TEXT SECTION –
Mohammadi was arrested before protests erupted nationwide later in December. The movement peaked in January, with authorities launching a crackdown that activists say has left thousands dead.

Earlier this month, she was handed a further six years in prison on charges of harming national security and a one-and-a-half-year prison sentence for propaganda against Iran’s Islamic system. 

Over the past quarter of a century, Mohammadi, 53, has been repeatedly tried and jailed for her campaigning against Iran’s use of capital punishment and the mandatory dress code for women.

Mohammadi was born in Zanjan but lived in Tehran. Her foundation said she had, on two occasions during previous jail stints, been transferred to Zanjan prison where she suffered ill treatment.

Her husband Taghi Rahmani, who has lived in exile since 2012, said he last spoke to his wife, who lives in Tehran, the night before she left for Mashhad. 

She was attending a memorial there for a human rights lawyer who had died the previous week under unclear circumstances. At the memorial, plainclothes members of the security forces began to assault Mohammadi before she had finished her speech, according to her husband.

He said multiple men hit and kicked her in her side, head and neck.

Details of her deteriorating condition have come from released detainees who had been held alongside Mohammadi in Mashhad, Rahmani said.

“HER PHYSICAL CONDITION IS VERY SEVERE”

“Collectively, this information shows her physical condition is very severe because of the hits she got, her bruised body,” he said, adding that her heart condition had worsened.

EXERCISES –
A – According to the text about Mohammadi, since what year has her husband Taghi Rahmani lived in exile?
B – Write out the Mohammadi text starting with "Over the past" and going on through "code for women.", swapping "capital punishment" for "the death penalty".
C – Resume the account of Mohammadi's imprisonment after its final sentence and carry it forward.

RECORDED DATA –
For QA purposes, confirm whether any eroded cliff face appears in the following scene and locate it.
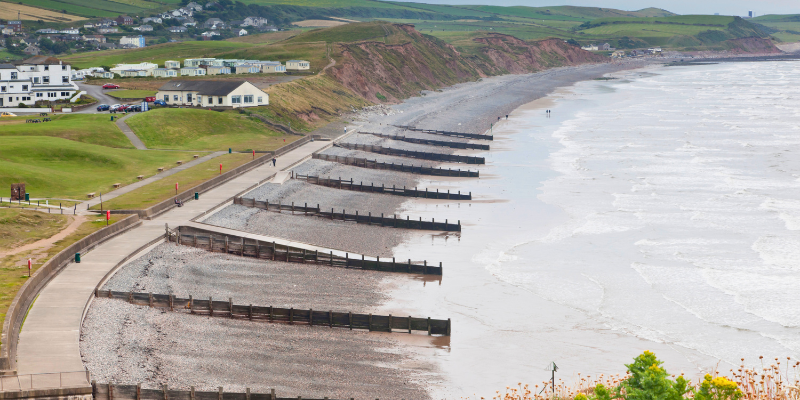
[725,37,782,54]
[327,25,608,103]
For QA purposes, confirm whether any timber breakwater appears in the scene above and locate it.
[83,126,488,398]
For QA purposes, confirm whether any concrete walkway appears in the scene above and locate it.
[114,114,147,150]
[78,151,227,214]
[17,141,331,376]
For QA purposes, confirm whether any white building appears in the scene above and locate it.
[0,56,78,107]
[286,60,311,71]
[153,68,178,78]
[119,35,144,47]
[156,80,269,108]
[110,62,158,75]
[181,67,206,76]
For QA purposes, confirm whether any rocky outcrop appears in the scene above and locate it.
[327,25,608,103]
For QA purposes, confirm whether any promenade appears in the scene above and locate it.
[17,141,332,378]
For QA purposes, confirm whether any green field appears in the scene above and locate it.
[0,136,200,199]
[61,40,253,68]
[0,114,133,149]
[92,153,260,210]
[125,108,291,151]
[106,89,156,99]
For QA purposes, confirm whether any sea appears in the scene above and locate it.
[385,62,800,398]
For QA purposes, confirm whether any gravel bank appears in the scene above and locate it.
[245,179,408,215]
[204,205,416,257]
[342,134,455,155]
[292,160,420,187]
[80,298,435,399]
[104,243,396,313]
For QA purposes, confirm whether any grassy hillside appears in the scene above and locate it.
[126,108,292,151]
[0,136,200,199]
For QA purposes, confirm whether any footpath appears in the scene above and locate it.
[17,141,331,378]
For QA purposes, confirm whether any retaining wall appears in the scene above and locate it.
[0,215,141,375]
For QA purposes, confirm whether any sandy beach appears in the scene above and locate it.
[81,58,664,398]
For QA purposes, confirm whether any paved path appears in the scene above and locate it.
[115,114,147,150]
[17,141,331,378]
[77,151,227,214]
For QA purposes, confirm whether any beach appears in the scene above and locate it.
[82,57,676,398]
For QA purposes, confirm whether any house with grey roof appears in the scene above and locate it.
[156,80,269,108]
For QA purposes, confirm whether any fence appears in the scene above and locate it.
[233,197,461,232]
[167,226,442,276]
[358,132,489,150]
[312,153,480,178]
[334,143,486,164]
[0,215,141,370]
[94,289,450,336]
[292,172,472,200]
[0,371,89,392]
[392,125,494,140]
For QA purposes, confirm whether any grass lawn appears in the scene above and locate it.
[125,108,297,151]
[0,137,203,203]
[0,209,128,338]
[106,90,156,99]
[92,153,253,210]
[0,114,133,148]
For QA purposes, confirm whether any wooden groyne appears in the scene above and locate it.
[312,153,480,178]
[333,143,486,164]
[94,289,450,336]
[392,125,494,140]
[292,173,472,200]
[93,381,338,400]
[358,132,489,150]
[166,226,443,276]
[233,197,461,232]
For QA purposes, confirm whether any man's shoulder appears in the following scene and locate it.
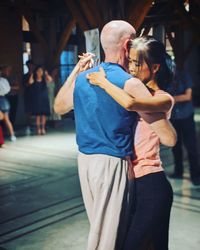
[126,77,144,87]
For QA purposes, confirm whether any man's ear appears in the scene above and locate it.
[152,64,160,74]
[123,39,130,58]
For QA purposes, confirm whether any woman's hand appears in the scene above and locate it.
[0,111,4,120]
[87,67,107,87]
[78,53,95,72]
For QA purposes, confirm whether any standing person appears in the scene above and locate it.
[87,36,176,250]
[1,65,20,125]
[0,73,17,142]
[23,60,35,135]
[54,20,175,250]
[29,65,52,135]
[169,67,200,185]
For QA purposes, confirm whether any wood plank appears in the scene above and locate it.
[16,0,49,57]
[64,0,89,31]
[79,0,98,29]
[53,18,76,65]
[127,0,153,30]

ANSWERS TO EACH TASK –
A – Since 2012.

B –
Over the past quarter of a century, Mohammadi, 53, has been repeatedly tried and jailed for her campaigning against Iran’s use of the death penalty and the mandatory dress code for women.

C –
Mohammadi suffered multiple heart attacks while imprisoned before undergoing emergency surgery in 2022, her supporters say. Her lawyer in late 2024 revealed doctors found a bone lesion they feared could be cancerous, which was later removed.

“Our main concern about Narges is her illnesses,” Rahmani said. He said three of her four coronary arteries are constricted, and she has pulmonary problems. “These illnesses she has gotten from being in prison. When she is in prison, it isn’t possible to take care of her health,” he said.

Nationwide protests began to spread around Iran, culminating in marches by hundreds of thousands on January 8 to 9, until they were crushed by a heavy government crackdown. Rights groups have so far counted more than 7000 dead, and say the true number is likely far higher; the government has put the toll at more than 3,100 dead.

Rahmani said conditions for political prisoners in Iran have continued to deteriorate amid the suppression of the latest protests. The crackdown is the deadliest since the Islamic Republic was created in 1979. 

“In these 47 years, the Islamic Republic hadn’t killed people to this extent. This is a flagrant crime. People very clearly want to put the Islamic Republic behind them,” Rahmani said. “They want a republic, they want democracy.”